[Annotation records]
========================================
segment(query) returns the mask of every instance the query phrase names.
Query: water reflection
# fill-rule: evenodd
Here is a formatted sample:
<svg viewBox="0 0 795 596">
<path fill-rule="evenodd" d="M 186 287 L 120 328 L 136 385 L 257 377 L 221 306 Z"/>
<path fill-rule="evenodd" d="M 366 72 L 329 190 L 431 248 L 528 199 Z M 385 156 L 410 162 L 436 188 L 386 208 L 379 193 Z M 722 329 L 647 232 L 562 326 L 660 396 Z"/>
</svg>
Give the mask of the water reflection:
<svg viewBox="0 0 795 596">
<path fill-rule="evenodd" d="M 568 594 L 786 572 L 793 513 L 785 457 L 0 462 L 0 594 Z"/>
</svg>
========================================
Problem => Update the lines above by replacing "water reflection" with "pond reflection" wherever it occurs, and keep everything else the same.

Correct output =>
segment(query) returns the mask of every instance the query phrase names.
Query: pond reflection
# fill-rule: evenodd
Here is a formatted sample:
<svg viewBox="0 0 795 596">
<path fill-rule="evenodd" d="M 186 287 L 120 328 L 136 385 L 257 377 L 221 306 Z"/>
<path fill-rule="evenodd" d="M 366 72 L 329 190 L 431 248 L 528 199 Z M 385 156 L 410 162 L 436 188 L 386 208 L 379 193 Z M 722 329 L 647 232 L 562 326 L 660 396 Z"/>
</svg>
Give the mask of the pond reflection:
<svg viewBox="0 0 795 596">
<path fill-rule="evenodd" d="M 568 594 L 786 572 L 793 513 L 785 457 L 0 462 L 0 594 Z"/>
</svg>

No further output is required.